**What you will do**.
Please write out the passage about Clinton and black voters between "The audio from" and "this time around.", inclusive.

**Passage for review**.
****************************************

The deep cynicism and obvious exasperation of the little girl, or of whoever thought to create this now-viral mash up, speaks volumes about a hurdle Clinton will need to clear as she courts black voters—particularly black women voters—this election cycle. As I’ve noted before, black women are often called the most reliable progressive voting bloc, with their participation in 2012 contributing to a higher turnout rate for black voters than for those who are white for the first time ever. If Clinton’s efforts at a more family- and woman-friendly campaign fall on deaf ears in black communities, that spells trouble for her.

Clinton has a history of using dog-whistle politics when it suits her, and it’s painful to remember the ways that she wielded her whiteness as a weapon during the 2008 primaries. There was that interview with USA Today when she, in an effort to explain why she still expected to win the nomination despite recent defeats in Indiana and North Carolina, said the following:

“I have a much broader base to build a winning coalition on,” she said in the interview, citing an article by The Associated Press. It “found how Senator Obama’s support among working, hard-working Americans, white Americans, is weakening again, and how whites in both states who had not completed college were supporting me.… There’s a pattern emerging here,” she said.

The audio from that interview was especially upsetting, because of the way it sounded as if Clinton were saying that “hard-working Americans” and “white Americans” are synonymous. That earlier slip makes it easy to meet her current repeated promise to champion the interests of “everyday Americans” with one of those side eyes. Who does she mean this time around? On Sunday, the multiracially cast video that Team Clinton released to announce her candidacy hits a lot of the right notes in terms of communicating inclusivity. There’s the glowing black couple preparing for the birth of their son, the adorable black child talking about dressing up as a fish for an upcoming play. But beyond the symbols, Clinton will need to make sure she avoids galling missteps this time around.

****************************************

**Dataset entries**.
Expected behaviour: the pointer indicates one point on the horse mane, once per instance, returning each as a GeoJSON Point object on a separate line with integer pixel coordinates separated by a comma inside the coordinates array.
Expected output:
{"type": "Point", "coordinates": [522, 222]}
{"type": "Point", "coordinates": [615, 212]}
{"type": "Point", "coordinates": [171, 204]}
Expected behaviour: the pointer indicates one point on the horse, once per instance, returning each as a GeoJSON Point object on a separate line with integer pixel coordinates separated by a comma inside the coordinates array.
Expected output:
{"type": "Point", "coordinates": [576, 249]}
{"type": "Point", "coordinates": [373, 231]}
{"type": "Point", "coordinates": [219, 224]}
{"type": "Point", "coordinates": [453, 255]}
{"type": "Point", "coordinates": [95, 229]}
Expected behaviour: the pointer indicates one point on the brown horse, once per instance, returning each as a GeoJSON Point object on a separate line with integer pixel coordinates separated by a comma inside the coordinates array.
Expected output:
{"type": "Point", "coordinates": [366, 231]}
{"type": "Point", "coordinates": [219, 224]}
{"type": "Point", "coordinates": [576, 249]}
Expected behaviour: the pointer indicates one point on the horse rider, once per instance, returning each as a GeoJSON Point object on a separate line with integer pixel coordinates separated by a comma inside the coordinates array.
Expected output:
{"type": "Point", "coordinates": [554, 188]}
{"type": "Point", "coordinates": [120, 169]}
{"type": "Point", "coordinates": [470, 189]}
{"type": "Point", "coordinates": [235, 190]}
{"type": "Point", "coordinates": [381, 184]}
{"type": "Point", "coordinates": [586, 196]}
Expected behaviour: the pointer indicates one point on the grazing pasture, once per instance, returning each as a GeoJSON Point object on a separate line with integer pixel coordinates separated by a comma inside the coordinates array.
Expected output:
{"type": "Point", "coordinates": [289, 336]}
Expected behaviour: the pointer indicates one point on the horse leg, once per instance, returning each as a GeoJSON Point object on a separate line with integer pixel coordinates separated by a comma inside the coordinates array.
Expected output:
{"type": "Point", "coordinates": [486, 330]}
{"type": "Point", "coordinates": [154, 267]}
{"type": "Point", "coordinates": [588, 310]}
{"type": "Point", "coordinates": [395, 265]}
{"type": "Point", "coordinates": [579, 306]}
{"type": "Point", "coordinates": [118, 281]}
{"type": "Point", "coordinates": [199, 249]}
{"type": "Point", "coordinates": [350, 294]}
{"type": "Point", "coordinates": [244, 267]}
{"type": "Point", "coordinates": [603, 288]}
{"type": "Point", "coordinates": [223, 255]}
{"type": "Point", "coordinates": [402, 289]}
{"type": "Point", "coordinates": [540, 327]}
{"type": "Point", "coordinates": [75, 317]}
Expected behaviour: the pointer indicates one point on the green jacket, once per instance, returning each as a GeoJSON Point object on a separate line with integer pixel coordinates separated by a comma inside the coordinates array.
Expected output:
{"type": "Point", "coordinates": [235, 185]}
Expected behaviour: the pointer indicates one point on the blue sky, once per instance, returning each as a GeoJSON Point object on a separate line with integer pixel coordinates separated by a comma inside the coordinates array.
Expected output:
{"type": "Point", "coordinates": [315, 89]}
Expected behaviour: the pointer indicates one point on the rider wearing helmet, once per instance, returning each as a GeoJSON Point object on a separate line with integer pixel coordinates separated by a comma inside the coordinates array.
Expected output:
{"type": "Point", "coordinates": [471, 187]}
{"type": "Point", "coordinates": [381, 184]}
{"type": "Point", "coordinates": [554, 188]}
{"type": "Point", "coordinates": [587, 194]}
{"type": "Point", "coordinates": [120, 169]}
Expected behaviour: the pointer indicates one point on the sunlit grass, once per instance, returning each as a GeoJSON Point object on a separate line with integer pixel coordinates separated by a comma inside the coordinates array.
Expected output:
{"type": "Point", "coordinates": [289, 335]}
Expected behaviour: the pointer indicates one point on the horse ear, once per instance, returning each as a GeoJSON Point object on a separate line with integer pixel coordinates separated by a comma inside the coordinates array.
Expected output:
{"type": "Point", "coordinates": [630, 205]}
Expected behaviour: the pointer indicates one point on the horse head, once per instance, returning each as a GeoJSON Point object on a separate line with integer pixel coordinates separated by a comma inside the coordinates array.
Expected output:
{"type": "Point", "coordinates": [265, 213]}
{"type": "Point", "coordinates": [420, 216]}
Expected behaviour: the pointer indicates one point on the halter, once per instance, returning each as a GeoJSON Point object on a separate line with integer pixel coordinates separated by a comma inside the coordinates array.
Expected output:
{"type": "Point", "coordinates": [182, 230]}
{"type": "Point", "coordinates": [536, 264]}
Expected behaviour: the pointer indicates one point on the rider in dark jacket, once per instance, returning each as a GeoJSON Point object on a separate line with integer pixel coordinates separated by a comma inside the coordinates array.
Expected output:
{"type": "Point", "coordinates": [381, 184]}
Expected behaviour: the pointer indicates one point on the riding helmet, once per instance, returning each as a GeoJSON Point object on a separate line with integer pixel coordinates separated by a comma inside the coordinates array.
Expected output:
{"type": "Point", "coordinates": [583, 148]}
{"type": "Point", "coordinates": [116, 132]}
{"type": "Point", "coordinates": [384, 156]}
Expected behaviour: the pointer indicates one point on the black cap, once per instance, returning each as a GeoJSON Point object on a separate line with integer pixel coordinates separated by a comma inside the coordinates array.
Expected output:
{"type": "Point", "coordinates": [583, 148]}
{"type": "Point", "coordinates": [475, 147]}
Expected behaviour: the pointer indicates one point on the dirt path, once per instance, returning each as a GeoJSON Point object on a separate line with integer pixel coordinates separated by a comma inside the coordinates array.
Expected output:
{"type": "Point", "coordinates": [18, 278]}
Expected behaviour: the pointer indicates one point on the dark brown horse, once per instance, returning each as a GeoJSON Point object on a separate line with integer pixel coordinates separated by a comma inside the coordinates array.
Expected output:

****************************************

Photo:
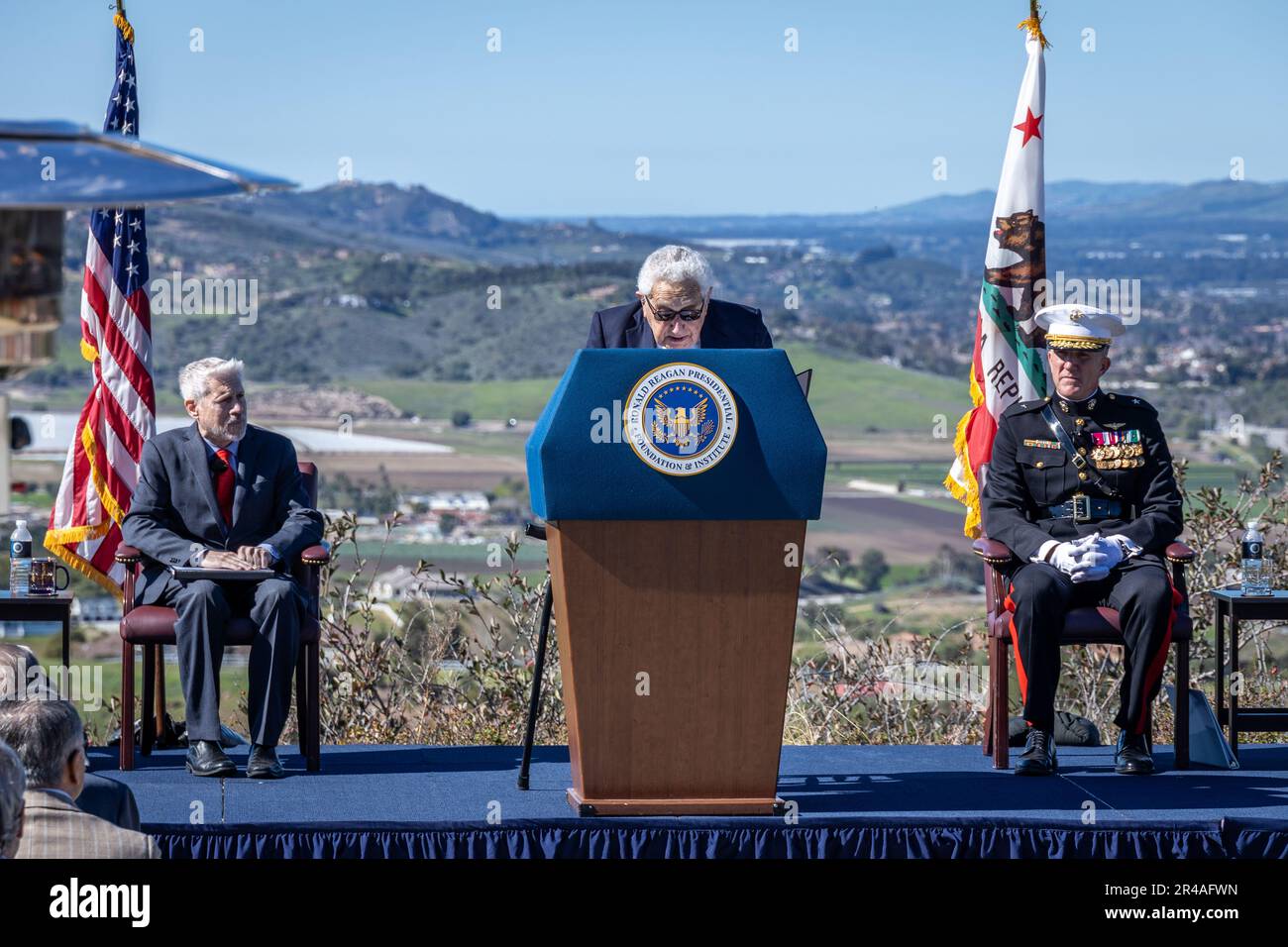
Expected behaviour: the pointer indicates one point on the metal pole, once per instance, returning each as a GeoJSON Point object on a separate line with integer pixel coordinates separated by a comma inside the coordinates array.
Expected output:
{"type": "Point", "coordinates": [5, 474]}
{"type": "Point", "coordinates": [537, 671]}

****************************************

**Answer section**.
The audio from that interview was especially upsetting, because of the way it sounded as if Clinton were saying that “hard-working Americans” and “white Americans” are synonymous. That earlier slip makes it easy to meet her current repeated promise to champion the interests of “everyday Americans” with one of those side eyes. Who does she mean this time around? On Sunday, the multiracially cast video that Team Clinton released to announce her candidacy hits a lot of the right notes in terms of communicating inclusivity. There’s the glowing black couple preparing for the birth of their son, the adorable black child talking about dressing up as a fish for an upcoming play. But beyond the symbols, Clinton will need to make sure she avoids galling missteps this time around.